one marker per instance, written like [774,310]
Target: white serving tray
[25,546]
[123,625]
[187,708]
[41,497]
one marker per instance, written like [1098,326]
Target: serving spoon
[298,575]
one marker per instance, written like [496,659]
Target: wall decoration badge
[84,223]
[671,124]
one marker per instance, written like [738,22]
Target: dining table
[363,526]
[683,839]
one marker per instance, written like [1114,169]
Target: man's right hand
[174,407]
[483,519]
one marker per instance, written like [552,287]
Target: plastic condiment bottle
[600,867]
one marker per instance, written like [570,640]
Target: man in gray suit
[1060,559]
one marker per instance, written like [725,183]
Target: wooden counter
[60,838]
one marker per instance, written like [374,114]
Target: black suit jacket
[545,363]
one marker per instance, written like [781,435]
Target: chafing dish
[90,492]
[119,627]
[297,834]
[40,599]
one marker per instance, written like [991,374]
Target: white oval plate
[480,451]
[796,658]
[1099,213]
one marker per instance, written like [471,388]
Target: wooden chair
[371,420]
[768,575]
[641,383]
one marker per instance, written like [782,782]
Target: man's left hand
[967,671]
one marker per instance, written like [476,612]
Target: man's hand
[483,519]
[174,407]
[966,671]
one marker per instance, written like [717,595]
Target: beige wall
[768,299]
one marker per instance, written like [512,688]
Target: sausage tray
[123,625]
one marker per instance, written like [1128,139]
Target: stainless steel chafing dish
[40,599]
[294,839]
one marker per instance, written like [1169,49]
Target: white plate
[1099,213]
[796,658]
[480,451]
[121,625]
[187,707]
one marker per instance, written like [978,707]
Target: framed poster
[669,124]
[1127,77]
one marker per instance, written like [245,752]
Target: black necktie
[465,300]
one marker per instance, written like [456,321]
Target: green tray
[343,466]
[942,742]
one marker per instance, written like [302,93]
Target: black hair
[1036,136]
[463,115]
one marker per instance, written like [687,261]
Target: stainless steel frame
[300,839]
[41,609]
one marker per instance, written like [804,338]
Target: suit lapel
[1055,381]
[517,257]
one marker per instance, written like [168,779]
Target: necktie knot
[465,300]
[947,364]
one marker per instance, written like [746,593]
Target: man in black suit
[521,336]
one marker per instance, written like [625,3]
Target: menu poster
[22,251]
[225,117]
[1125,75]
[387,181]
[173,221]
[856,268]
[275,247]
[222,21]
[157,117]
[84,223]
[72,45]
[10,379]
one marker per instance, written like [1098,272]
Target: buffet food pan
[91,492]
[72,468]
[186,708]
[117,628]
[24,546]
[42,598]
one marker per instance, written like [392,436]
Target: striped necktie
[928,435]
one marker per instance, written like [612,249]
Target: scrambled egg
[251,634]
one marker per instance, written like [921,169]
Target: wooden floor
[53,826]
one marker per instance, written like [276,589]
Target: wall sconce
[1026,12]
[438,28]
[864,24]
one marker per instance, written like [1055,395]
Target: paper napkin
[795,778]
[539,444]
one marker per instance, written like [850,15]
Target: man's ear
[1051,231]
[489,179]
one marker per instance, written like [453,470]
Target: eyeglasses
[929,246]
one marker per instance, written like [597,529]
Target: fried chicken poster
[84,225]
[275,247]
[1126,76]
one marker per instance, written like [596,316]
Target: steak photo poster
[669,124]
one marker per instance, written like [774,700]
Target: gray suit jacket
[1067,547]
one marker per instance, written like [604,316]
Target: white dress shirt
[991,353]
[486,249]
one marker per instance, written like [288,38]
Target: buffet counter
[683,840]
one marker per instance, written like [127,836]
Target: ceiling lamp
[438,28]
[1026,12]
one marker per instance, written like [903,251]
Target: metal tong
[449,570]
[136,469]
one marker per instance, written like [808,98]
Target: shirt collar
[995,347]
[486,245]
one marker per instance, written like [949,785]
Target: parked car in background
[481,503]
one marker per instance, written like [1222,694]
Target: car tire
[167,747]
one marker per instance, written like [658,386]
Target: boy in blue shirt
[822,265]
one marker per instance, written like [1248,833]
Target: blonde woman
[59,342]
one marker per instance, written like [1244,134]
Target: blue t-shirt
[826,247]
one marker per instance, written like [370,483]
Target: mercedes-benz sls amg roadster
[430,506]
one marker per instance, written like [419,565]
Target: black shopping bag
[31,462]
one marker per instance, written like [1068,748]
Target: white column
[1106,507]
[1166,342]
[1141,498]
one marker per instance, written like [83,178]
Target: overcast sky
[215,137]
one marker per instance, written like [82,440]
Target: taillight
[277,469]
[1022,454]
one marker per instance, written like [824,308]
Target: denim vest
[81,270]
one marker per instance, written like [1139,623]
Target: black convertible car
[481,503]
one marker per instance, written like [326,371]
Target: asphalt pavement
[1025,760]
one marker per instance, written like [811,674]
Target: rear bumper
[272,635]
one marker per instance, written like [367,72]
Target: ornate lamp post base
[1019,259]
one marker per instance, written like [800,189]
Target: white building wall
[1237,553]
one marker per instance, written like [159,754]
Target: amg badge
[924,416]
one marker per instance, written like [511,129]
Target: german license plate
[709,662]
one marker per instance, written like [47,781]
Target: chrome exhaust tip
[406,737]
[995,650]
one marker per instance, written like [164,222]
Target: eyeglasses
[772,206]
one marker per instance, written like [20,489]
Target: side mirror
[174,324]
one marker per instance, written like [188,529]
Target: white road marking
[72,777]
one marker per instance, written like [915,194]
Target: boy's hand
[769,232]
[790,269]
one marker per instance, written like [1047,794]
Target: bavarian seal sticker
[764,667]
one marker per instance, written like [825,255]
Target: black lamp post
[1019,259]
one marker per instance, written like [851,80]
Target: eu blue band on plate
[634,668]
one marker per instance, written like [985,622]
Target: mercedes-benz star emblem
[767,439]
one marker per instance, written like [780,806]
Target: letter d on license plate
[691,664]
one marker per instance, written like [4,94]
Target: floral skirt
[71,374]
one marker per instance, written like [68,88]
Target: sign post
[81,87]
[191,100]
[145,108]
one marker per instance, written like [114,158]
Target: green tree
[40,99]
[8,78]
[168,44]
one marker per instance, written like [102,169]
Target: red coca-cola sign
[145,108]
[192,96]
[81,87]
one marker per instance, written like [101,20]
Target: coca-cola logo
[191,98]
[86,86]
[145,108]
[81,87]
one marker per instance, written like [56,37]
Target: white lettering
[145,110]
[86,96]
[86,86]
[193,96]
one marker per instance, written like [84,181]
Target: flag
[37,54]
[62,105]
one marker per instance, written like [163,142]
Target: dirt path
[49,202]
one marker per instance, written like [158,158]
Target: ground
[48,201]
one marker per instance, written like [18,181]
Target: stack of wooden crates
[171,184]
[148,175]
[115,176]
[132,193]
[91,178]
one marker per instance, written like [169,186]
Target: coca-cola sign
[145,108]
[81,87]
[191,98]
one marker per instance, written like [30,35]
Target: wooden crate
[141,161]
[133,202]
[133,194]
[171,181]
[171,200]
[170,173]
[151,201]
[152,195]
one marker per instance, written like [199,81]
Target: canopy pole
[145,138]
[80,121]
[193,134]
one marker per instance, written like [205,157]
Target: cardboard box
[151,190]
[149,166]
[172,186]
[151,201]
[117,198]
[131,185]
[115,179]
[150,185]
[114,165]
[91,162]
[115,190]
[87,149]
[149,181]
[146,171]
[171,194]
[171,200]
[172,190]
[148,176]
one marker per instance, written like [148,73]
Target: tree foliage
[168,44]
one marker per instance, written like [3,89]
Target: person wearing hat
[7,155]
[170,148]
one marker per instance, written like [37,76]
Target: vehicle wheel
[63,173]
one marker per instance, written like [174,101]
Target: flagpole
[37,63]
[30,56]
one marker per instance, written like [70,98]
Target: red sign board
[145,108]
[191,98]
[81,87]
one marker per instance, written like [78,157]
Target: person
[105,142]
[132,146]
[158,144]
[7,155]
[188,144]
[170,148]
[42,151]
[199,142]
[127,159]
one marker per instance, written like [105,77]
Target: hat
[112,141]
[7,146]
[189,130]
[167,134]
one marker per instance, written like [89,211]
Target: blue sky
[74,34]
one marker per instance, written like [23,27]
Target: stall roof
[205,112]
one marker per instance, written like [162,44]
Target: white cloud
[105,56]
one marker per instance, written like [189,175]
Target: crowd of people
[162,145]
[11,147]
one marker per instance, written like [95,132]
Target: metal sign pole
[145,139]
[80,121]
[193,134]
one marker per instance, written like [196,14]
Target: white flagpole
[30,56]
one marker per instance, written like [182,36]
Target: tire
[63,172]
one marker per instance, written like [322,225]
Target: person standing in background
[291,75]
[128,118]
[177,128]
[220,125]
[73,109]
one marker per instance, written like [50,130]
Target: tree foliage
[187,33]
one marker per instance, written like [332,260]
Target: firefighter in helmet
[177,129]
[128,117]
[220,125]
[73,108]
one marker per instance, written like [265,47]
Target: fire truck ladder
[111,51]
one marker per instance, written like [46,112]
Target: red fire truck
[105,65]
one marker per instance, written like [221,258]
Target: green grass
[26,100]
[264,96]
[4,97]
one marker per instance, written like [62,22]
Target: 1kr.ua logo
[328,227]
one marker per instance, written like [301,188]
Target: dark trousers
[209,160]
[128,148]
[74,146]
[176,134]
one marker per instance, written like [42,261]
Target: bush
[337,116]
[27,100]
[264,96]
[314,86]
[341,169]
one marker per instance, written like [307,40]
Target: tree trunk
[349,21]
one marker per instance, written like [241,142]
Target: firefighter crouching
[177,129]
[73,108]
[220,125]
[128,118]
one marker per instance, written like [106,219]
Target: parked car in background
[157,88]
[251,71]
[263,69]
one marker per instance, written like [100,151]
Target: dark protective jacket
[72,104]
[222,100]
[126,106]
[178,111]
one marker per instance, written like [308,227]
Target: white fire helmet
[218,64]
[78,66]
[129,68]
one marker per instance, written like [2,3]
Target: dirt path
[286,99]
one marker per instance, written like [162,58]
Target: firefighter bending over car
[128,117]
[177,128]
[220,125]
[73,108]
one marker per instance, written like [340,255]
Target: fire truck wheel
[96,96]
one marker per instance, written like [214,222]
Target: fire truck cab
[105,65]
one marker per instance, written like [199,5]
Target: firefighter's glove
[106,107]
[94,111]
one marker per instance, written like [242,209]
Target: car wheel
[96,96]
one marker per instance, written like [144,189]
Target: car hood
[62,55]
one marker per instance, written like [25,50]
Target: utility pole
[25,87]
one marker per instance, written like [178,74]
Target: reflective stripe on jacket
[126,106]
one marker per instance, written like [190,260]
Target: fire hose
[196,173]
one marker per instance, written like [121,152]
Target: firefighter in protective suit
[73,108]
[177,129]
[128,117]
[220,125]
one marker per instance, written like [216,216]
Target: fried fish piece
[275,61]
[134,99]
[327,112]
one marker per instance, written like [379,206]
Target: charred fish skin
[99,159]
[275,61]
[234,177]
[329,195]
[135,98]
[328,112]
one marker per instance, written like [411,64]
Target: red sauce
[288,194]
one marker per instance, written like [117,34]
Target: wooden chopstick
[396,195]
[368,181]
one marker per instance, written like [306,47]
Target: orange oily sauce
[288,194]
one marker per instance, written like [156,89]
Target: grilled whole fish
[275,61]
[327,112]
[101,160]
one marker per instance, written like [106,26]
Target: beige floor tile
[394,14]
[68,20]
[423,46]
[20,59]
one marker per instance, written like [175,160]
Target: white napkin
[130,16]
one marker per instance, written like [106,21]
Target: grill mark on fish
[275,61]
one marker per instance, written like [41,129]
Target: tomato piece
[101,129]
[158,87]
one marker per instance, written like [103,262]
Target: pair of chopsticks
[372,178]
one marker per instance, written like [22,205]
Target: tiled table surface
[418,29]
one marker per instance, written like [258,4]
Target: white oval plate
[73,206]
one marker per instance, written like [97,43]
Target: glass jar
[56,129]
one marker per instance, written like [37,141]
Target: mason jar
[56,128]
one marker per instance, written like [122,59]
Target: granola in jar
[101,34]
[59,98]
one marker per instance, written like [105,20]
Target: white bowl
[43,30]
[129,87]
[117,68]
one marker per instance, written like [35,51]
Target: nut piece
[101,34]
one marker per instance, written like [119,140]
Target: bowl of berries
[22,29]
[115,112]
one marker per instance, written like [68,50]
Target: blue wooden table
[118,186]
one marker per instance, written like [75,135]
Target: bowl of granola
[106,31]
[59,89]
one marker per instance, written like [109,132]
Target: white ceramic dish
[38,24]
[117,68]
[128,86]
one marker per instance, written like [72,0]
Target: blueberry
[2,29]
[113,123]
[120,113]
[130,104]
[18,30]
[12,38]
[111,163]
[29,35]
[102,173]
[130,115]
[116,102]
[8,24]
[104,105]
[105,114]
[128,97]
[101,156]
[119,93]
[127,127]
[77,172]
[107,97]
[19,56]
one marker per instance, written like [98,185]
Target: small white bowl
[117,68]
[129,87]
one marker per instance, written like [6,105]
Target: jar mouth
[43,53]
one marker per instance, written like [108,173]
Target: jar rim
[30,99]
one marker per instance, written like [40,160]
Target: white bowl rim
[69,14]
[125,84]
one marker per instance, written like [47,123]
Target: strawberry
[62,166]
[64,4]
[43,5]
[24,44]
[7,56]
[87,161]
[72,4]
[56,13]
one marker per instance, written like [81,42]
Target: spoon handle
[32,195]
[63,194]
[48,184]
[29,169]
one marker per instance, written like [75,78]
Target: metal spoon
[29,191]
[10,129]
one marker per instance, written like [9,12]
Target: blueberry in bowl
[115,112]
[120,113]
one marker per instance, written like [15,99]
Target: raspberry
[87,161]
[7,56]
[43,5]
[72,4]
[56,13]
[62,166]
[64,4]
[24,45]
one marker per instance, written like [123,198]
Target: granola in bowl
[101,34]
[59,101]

----------

▸ What you should do:
Only one stretch of the records above is wanted: the lines between the one holding "one marker per instance, written like [3,89]" and the one holding "one marker per instance, written like [221,258]", inclusive, reproduced exactly.

▸ Answer box:
one marker per instance, written like [3,89]
Target: person wearing hat
[7,155]
[170,148]
one marker per instance, written like [37,76]
Target: vehicle wheel
[63,173]
one marker per instance, written like [174,101]
Target: flagpole
[37,63]
[30,56]
one marker per instance, written like [70,98]
Target: red sign board
[145,108]
[191,98]
[81,87]
one marker per instance, written like [78,157]
Target: person
[105,142]
[132,146]
[158,144]
[7,155]
[188,144]
[170,148]
[42,151]
[199,142]
[127,159]
one marker per instance, written like [105,77]
Target: hat
[112,141]
[7,146]
[189,130]
[167,134]
one marker per instance, written like [89,211]
Target: blue sky
[74,34]
one marker per instance, written like [23,27]
Target: stall roof
[205,112]
one marker per instance, written like [162,44]
Target: white cloud
[105,56]
one marker per instance, written like [189,175]
Target: crowd of people
[162,145]
[11,147]
one marker per instance, written like [95,132]
Target: metal sign pole
[145,139]
[80,121]
[193,134]
one marker per instance, written like [196,14]
Target: white flagpole
[30,56]
one marker per instance, written like [182,36]
Target: tire
[63,172]
one marker per instance, written like [322,225]
Target: person standing in background
[291,75]
[128,118]
[177,128]
[220,125]
[73,109]
one marker per instance, written like [50,130]
Target: tree foliage
[187,33]
one marker per instance, written like [332,260]
Target: firefighter in helmet
[177,129]
[128,117]
[220,125]
[73,108]
one marker per instance, written like [265,47]
Target: fire truck ladder
[111,51]
one marker per instance, written like [46,112]
Target: red fire truck
[105,65]
one marker per instance, written like [221,258]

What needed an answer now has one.